## Work instructions
Transcribe all the entries word for word, skipping the pictures.

## Records for processing

---

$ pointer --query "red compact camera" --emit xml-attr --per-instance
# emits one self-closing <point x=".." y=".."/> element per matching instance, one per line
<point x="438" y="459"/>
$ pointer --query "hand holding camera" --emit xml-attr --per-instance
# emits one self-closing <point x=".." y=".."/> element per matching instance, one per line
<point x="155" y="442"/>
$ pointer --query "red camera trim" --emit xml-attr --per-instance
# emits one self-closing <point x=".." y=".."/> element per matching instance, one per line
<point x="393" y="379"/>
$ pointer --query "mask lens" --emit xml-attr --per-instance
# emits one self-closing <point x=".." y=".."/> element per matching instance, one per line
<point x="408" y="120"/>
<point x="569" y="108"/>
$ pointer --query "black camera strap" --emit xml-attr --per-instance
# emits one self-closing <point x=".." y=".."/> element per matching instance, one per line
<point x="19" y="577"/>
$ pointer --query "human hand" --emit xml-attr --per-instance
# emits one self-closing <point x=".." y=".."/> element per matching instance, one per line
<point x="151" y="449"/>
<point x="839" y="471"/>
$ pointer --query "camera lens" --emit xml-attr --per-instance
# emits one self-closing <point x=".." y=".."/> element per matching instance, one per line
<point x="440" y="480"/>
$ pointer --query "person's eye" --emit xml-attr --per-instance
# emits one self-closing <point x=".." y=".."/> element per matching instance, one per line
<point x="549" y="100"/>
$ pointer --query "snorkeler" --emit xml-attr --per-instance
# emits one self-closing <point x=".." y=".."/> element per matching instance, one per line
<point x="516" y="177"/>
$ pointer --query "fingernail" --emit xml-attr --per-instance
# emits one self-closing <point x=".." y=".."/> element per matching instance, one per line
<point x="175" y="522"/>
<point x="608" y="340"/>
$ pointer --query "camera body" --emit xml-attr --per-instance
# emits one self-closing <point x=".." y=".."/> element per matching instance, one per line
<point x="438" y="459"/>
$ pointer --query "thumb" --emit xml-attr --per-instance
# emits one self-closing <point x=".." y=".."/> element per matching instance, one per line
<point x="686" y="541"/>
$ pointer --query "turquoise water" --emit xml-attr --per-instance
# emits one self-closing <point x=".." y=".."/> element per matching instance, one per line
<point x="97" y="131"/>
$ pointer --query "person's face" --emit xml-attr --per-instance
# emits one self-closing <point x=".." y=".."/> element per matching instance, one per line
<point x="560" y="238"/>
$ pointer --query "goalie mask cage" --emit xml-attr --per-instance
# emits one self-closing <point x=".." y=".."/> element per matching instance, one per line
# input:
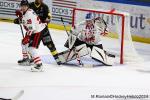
<point x="118" y="26"/>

---

## In response
$ pointer --query "red compact camera" --emit xml-attr --per-instance
# emits one self-closing <point x=".." y=".."/> element per matching instance, one per line
<point x="438" y="459"/>
$ pointer --query "hand holding camera" --emit xml-attr --per-instance
# emits one self-closing <point x=".." y=".."/> element per matching instance, one per line
<point x="155" y="442"/>
$ pointer --query "red camera trim" --emit xml-attr --per-instance
# emits one self-closing <point x=".." y=".."/> element per matching instance, one per line
<point x="393" y="379"/>
$ pointer --query "mask lens" --emit xml-attr --per-instance
# emits one self-closing <point x=".." y=".."/> element per matching instance, one per line
<point x="408" y="120"/>
<point x="569" y="108"/>
$ pointer --query "black camera strap" --emit xml-attr --per-instance
# emits one self-closing <point x=".." y=".."/> element per matching instance, one per line
<point x="19" y="577"/>
$ pointer --query "human hand" --emit xml-attr --per-instance
# emits one self-closing <point x=".." y=".."/> element per matching instance, one per line
<point x="151" y="449"/>
<point x="839" y="471"/>
$ pointer --query "camera lens" --emit xml-attr --per-instance
# emits one self-closing <point x=".." y=".."/> element per matching instance, one per line
<point x="440" y="480"/>
$ pointer --query "person's eye" --emit xml-attr --per-instance
# emits one self-closing <point x=".." y=".."/> element per matching instance, one per line
<point x="549" y="100"/>
$ pointer --query "snorkeler" --emit xml-attr --per-instance
# emits one self-closing <point x=".." y=".."/> element per matching instance, one per line
<point x="516" y="177"/>
$ pointer --query "fingernail" --emit xml-attr --per-instance
# emits one self-closing <point x=".." y=".."/> element per matching instance, one per line
<point x="175" y="522"/>
<point x="608" y="340"/>
$ pointer --query "camera body" --emit xml-attr --per-instance
# emits one self-closing <point x=".." y=".."/> element per matching instance, one per line
<point x="438" y="459"/>
$ pointer --query "thumb" --emit xml-attr --per-instance
# emits one self-closing <point x=".." y=".."/> element per matching instance, one per line
<point x="686" y="541"/>
$ pointer --query "turquoise water" --emit xml-attr --per-instance
# emits one self-closing <point x=".." y=".."/> element per matching instance, one per line
<point x="97" y="131"/>
$ pointer --query "person's face" --emit xml-attr --per-instance
# emits one self-closing <point x=".." y=".."/> element per matching instance, one per line
<point x="560" y="238"/>
$ pointer --query "goalie mask cage" --emit xml-attr --per-instance
# emits one self-closing <point x=".." y=".."/> element per matching instance, one per line
# input:
<point x="118" y="26"/>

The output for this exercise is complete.